### What to do
As the answer, set down the lines below from the one containing "negative clicks: (66, 44)" through the one containing "box: [40, 26, 66, 52]", exactly and inclusively, and no others.
━━━━━ Information provided
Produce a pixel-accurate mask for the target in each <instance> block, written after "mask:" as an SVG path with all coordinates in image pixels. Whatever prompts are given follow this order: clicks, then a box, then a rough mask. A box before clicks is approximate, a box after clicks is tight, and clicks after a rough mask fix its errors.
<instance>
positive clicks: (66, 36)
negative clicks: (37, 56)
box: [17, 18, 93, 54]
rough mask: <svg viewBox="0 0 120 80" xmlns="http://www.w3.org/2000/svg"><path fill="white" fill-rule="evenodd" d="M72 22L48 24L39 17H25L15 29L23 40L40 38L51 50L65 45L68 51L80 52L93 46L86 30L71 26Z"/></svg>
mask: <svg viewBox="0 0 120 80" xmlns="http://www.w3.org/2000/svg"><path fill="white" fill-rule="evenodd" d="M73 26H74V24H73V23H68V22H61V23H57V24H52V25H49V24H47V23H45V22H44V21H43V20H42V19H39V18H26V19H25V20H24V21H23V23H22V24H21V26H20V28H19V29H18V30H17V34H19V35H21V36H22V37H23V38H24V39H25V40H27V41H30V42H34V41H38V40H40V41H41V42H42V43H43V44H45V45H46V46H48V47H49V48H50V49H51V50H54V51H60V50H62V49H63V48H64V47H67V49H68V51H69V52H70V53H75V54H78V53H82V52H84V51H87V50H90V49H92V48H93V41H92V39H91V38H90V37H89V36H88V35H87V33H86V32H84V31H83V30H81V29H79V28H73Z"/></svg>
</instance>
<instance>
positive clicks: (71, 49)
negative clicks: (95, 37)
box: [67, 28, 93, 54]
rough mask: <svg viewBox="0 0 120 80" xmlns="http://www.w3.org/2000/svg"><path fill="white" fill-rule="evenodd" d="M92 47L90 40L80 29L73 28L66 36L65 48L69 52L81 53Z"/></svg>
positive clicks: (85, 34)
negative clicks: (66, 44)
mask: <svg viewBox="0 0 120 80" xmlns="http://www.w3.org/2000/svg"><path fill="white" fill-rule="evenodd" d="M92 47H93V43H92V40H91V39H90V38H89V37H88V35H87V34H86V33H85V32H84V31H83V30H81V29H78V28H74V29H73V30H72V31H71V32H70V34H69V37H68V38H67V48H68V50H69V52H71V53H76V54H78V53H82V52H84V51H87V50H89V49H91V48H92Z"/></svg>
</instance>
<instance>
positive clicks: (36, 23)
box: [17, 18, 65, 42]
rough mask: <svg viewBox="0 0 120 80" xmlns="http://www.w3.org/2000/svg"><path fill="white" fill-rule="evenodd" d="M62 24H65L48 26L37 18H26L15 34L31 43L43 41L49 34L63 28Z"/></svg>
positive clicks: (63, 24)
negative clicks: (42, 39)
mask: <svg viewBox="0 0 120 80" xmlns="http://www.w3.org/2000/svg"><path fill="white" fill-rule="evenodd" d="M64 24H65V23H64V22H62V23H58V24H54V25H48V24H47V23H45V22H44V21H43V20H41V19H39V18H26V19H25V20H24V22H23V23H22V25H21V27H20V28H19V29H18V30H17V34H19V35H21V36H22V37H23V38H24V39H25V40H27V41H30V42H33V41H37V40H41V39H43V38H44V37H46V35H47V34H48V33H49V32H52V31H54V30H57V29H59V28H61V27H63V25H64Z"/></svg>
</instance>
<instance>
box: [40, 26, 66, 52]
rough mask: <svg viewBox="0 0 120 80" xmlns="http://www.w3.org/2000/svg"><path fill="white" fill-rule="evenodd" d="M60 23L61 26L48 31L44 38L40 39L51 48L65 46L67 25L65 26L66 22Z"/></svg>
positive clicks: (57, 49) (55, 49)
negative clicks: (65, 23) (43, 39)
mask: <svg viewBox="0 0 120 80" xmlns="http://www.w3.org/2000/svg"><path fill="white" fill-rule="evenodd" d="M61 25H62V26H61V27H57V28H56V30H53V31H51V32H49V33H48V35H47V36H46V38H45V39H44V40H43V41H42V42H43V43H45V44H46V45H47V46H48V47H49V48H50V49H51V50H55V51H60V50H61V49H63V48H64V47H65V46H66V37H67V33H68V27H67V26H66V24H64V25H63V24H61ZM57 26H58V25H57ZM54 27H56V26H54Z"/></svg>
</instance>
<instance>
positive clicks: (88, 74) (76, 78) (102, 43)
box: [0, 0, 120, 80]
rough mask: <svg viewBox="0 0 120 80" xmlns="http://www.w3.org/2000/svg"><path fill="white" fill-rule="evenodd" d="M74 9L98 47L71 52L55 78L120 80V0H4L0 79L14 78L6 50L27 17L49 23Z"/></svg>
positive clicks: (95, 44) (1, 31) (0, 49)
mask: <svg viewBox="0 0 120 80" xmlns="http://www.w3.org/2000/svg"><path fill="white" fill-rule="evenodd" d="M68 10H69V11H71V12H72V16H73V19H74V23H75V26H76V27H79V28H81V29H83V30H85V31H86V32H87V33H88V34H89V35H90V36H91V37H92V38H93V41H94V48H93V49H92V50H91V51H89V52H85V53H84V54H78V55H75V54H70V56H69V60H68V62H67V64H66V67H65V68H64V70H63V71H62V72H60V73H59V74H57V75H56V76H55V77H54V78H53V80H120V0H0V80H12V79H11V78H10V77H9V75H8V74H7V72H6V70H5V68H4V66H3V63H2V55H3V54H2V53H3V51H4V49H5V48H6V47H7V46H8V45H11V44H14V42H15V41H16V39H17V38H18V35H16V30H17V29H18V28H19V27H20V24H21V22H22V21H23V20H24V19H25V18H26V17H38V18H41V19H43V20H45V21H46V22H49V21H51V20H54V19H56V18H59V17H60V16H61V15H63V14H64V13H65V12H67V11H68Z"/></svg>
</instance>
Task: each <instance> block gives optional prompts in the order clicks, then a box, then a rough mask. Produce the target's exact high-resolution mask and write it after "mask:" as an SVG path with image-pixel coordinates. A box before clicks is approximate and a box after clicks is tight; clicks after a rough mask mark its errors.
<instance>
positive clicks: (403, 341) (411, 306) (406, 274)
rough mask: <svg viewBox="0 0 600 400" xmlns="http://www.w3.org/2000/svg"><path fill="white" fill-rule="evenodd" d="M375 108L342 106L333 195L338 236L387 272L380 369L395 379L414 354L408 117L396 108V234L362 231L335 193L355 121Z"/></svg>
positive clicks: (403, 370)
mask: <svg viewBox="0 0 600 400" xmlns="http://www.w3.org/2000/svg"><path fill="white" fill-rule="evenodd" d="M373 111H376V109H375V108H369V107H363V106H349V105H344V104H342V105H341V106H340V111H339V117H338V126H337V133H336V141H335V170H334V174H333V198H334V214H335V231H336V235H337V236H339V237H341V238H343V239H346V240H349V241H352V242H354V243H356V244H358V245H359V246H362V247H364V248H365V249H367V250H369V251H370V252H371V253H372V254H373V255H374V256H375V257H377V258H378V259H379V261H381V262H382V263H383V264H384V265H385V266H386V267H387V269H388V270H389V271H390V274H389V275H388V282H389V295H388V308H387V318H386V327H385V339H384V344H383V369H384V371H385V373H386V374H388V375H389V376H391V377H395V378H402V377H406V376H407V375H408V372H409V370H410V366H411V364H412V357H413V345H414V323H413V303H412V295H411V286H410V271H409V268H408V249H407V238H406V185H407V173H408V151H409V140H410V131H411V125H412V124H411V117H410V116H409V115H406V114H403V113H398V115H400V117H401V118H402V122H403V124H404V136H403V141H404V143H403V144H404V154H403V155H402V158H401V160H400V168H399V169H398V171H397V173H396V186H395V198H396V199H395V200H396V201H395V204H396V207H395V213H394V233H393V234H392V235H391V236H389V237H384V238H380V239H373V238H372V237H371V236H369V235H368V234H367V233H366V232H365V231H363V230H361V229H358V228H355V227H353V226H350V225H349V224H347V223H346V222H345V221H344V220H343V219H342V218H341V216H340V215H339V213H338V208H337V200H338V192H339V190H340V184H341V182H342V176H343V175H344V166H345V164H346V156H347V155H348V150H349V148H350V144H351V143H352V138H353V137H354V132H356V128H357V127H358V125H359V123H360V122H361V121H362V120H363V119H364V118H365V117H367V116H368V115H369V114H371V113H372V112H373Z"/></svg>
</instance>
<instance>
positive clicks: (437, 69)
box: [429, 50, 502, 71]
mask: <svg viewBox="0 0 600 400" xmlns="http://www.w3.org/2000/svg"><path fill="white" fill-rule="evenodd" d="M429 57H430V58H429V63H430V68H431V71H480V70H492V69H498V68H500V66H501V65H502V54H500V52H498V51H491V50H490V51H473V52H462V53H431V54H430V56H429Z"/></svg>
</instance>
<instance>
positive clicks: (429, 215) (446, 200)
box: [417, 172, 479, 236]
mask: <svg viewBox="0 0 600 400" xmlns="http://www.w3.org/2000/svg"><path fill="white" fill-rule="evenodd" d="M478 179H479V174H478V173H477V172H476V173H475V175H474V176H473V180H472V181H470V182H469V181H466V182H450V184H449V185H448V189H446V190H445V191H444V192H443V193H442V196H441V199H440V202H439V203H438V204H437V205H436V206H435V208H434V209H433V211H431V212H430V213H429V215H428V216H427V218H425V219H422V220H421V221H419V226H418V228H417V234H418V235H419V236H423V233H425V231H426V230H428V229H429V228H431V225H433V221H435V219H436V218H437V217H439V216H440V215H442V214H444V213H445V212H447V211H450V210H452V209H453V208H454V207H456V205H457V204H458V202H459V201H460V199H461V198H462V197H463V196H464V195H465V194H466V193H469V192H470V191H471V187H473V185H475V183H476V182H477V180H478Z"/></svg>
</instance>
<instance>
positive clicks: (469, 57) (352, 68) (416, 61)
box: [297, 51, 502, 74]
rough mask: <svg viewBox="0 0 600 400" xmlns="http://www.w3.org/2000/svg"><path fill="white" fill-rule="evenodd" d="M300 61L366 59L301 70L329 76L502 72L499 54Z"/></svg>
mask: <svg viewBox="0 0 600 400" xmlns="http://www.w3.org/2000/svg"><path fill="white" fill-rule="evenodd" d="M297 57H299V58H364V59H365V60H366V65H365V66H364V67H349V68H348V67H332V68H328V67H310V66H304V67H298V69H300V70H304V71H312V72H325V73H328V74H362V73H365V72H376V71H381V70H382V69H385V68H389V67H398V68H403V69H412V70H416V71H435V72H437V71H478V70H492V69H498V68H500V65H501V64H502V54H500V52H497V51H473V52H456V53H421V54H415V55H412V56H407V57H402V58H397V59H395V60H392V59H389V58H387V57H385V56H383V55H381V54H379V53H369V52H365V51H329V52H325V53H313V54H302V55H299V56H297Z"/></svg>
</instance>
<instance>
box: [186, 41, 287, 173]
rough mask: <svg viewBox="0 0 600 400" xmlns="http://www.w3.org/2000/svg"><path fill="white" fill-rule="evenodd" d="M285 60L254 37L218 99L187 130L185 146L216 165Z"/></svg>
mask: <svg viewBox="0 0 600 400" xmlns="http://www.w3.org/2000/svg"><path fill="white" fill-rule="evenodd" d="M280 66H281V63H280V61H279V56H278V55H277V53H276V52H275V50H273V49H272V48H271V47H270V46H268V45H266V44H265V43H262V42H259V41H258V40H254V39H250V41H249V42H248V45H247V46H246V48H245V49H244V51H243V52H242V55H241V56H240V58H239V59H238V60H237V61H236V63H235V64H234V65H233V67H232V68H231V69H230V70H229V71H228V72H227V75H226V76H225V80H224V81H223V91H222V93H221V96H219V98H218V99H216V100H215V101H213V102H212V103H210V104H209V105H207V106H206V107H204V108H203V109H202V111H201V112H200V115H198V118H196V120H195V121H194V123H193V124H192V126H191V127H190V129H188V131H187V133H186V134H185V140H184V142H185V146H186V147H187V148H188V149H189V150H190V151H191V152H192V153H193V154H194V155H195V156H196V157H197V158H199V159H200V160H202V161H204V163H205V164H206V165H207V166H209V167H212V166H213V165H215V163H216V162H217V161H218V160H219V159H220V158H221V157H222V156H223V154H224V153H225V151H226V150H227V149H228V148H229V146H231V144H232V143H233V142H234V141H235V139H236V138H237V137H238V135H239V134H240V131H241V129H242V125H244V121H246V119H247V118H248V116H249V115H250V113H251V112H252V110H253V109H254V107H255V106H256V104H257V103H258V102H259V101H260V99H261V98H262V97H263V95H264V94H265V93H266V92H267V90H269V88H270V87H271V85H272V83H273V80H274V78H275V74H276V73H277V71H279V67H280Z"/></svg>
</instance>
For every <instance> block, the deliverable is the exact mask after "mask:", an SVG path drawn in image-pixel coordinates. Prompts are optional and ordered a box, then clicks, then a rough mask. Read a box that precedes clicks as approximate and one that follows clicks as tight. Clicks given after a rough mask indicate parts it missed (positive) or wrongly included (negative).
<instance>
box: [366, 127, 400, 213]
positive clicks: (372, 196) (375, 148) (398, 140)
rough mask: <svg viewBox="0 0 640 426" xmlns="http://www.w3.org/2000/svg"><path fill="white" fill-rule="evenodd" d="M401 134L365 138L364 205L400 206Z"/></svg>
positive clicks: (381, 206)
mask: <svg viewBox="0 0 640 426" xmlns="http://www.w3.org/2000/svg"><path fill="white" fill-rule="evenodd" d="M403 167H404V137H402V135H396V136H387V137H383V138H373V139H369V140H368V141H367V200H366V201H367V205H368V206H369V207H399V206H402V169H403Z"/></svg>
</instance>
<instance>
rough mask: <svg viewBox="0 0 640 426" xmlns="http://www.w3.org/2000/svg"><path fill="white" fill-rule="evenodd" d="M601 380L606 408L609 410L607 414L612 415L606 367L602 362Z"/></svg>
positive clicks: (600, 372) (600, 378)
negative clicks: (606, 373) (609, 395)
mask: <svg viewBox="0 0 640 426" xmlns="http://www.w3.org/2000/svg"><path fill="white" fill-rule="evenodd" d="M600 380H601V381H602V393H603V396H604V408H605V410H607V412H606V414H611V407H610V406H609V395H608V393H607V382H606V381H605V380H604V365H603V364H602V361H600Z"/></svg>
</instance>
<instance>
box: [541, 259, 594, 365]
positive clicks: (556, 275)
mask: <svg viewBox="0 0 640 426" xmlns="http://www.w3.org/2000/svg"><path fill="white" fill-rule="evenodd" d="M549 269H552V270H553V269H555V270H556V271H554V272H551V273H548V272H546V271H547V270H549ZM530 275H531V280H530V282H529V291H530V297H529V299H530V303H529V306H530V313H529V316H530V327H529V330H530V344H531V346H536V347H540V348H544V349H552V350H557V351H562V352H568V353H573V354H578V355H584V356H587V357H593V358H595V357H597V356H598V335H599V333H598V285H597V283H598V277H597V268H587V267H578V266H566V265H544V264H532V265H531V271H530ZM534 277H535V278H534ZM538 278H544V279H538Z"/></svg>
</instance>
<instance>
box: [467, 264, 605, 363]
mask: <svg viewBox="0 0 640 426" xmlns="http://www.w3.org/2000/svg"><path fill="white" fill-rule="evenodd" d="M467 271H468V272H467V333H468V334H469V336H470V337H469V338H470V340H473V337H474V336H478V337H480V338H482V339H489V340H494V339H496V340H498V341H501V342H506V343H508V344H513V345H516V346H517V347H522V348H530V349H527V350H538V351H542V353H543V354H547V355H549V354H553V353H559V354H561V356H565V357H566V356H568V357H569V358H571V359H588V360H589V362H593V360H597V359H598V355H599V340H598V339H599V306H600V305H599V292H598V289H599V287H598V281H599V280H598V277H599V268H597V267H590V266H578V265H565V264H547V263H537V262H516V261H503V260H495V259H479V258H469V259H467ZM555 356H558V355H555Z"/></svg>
━━━━━━━━━━
### Result for this task
negative clicks: (66, 44)
mask: <svg viewBox="0 0 120 80" xmlns="http://www.w3.org/2000/svg"><path fill="white" fill-rule="evenodd" d="M92 47H93V43H92V40H91V39H90V38H89V37H88V35H87V34H86V33H85V32H84V31H83V30H81V29H78V28H74V29H73V30H72V31H71V32H70V34H69V37H68V38H67V48H68V50H69V52H71V53H76V54H78V53H82V52H84V51H87V50H89V49H91V48H92Z"/></svg>
</instance>
<instance>
positive clicks: (36, 23)
box: [17, 18, 65, 42]
rough mask: <svg viewBox="0 0 120 80" xmlns="http://www.w3.org/2000/svg"><path fill="white" fill-rule="evenodd" d="M62 24H65L48 26L37 18H26L15 34L31 43L43 41L49 34L63 28Z"/></svg>
positive clicks: (63, 24)
negative clicks: (42, 39)
mask: <svg viewBox="0 0 120 80" xmlns="http://www.w3.org/2000/svg"><path fill="white" fill-rule="evenodd" d="M64 24H65V23H64V22H62V23H58V24H54V25H48V24H47V23H45V22H44V21H43V20H41V19H39V18H26V19H25V20H24V22H23V23H22V25H21V27H20V28H19V29H18V30H17V34H19V35H21V36H22V37H23V38H24V39H25V40H27V41H30V42H33V41H37V40H41V39H43V38H44V37H46V35H47V34H48V33H49V32H52V31H54V30H57V29H59V28H61V27H63V25H64Z"/></svg>
</instance>
<instance>
box: [40, 26, 66, 52]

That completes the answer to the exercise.